:: LISTING ::

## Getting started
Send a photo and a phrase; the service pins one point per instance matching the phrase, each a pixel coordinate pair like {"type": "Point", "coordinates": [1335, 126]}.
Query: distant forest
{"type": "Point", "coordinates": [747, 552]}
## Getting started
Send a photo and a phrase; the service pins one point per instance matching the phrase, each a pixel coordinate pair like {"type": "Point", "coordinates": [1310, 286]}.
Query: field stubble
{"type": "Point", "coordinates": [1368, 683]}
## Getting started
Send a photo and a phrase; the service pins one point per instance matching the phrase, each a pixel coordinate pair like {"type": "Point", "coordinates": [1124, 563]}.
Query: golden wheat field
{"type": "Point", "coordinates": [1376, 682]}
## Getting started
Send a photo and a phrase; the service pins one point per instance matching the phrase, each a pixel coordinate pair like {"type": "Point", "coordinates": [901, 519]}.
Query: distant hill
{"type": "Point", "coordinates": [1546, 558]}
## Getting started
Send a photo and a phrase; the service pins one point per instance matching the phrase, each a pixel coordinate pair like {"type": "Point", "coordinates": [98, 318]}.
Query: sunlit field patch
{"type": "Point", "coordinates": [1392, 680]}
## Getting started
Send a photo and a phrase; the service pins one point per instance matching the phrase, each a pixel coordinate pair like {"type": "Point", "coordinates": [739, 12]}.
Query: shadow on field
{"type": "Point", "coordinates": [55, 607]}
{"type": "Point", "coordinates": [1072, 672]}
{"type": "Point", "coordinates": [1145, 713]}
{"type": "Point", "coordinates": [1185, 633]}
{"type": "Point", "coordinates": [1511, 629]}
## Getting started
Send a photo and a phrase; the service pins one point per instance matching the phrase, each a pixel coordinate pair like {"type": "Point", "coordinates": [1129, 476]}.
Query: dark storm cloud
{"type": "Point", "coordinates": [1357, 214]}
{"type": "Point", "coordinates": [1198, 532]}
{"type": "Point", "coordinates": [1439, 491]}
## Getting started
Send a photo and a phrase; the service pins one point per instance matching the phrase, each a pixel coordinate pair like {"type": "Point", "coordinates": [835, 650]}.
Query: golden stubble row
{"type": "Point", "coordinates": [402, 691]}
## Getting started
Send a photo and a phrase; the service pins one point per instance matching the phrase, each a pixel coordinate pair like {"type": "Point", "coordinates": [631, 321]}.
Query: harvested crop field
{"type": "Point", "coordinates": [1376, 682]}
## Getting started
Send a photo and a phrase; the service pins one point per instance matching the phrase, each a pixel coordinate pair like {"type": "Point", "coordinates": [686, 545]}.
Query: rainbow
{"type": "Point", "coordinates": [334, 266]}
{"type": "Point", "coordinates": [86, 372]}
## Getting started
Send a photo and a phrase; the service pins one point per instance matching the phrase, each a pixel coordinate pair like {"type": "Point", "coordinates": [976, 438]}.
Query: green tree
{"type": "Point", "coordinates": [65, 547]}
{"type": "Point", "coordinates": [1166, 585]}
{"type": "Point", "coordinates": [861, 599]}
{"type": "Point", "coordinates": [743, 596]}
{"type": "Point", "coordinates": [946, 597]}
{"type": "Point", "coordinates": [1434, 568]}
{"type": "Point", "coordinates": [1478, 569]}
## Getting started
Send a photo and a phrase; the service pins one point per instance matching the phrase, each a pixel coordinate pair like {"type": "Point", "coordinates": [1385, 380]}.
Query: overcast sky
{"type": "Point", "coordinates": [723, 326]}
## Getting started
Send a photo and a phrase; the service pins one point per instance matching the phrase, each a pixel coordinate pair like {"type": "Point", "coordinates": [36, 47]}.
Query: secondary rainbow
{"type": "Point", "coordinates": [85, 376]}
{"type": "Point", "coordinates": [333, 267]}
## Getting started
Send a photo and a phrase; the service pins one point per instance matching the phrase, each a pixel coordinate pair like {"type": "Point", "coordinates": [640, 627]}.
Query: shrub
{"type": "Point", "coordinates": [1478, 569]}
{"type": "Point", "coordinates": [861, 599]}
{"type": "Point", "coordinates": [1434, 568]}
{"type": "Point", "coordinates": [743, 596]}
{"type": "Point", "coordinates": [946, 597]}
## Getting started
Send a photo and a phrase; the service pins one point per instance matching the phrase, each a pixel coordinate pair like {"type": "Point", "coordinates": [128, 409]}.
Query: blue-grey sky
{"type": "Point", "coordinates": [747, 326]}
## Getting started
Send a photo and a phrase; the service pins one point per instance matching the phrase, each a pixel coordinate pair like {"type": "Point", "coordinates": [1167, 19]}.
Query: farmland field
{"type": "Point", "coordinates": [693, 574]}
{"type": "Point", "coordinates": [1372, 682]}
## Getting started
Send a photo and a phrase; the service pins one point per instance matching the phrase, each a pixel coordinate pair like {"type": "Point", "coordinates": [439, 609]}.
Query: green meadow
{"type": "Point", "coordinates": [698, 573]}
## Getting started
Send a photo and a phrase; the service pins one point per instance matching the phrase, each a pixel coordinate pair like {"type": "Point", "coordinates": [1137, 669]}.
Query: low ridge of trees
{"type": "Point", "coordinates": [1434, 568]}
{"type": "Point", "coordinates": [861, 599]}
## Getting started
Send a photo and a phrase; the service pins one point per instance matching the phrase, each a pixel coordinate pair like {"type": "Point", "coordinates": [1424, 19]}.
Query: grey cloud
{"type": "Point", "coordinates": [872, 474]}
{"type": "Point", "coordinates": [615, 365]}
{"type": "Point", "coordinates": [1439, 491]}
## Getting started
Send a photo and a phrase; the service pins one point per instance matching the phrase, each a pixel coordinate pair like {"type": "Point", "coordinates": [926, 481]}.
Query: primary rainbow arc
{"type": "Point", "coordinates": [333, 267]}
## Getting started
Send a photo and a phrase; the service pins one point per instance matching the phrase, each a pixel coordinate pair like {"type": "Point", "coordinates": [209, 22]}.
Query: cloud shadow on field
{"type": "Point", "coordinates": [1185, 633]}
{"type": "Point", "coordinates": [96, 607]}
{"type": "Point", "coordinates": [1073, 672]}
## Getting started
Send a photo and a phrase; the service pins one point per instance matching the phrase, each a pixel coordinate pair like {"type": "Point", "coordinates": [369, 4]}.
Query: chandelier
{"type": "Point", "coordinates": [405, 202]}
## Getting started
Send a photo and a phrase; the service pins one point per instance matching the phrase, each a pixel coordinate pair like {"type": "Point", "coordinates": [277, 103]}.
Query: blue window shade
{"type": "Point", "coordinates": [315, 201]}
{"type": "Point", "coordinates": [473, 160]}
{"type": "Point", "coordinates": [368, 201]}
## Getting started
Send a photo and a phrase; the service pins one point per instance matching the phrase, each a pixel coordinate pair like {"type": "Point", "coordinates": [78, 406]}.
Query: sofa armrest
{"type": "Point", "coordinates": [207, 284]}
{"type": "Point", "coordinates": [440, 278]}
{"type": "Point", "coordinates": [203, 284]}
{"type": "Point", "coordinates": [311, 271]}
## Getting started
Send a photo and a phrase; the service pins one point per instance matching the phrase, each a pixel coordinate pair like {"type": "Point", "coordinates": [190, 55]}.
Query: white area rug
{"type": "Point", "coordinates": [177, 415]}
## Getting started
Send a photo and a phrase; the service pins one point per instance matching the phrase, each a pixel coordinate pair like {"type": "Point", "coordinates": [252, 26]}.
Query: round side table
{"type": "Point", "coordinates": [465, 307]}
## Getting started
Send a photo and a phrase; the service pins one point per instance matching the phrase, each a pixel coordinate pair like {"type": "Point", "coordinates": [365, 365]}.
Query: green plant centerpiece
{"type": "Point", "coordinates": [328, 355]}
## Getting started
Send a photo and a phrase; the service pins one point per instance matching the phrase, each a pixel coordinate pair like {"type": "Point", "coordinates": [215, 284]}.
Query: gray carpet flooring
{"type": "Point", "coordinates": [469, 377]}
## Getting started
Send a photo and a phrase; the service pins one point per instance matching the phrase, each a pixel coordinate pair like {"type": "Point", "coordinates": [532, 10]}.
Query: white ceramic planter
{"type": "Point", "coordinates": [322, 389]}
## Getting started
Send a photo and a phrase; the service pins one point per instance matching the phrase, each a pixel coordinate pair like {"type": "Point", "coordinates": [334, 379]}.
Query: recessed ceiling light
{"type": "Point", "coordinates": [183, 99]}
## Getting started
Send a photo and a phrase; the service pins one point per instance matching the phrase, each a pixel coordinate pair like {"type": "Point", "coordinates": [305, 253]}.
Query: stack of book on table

:::

EXERCISE PROMPT
Locate each line in the records above that contains the string "rainbow" with matching case, and copy every such line.

OUTPUT OF THE TASK
Query: rainbow
Query: secondary rainbow
Query: primary rainbow arc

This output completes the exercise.